Segment Start: Records for this exercise

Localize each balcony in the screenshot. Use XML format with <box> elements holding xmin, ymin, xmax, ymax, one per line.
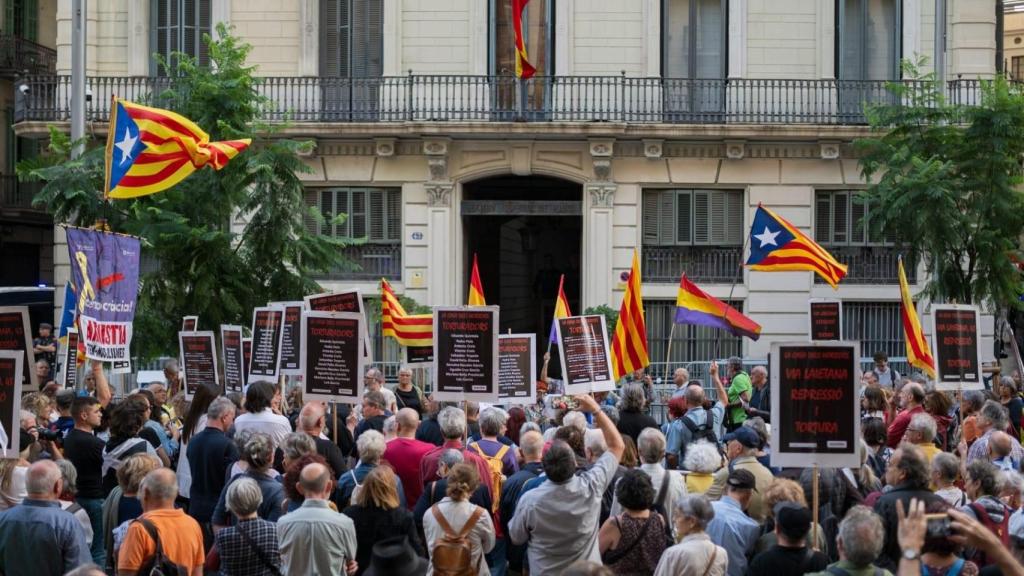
<box><xmin>316</xmin><ymin>243</ymin><xmax>401</xmax><ymax>282</ymax></box>
<box><xmin>814</xmin><ymin>246</ymin><xmax>916</xmax><ymax>285</ymax></box>
<box><xmin>11</xmin><ymin>75</ymin><xmax>990</xmax><ymax>127</ymax></box>
<box><xmin>642</xmin><ymin>245</ymin><xmax>743</xmax><ymax>283</ymax></box>
<box><xmin>0</xmin><ymin>36</ymin><xmax>55</xmax><ymax>77</ymax></box>
<box><xmin>0</xmin><ymin>174</ymin><xmax>46</xmax><ymax>222</ymax></box>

Segment End: Records for this exercise

• [Task requirements] Go through the entries above and write them out again exactly, images left behind.

• [Task response]
Localize each balcony in the screenshot. Use XML format with <box> elements holding xmin, ymin, xmax, ymax, one per line.
<box><xmin>316</xmin><ymin>243</ymin><xmax>401</xmax><ymax>282</ymax></box>
<box><xmin>814</xmin><ymin>246</ymin><xmax>916</xmax><ymax>285</ymax></box>
<box><xmin>11</xmin><ymin>75</ymin><xmax>990</xmax><ymax>127</ymax></box>
<box><xmin>642</xmin><ymin>245</ymin><xmax>743</xmax><ymax>283</ymax></box>
<box><xmin>0</xmin><ymin>36</ymin><xmax>55</xmax><ymax>77</ymax></box>
<box><xmin>0</xmin><ymin>174</ymin><xmax>46</xmax><ymax>222</ymax></box>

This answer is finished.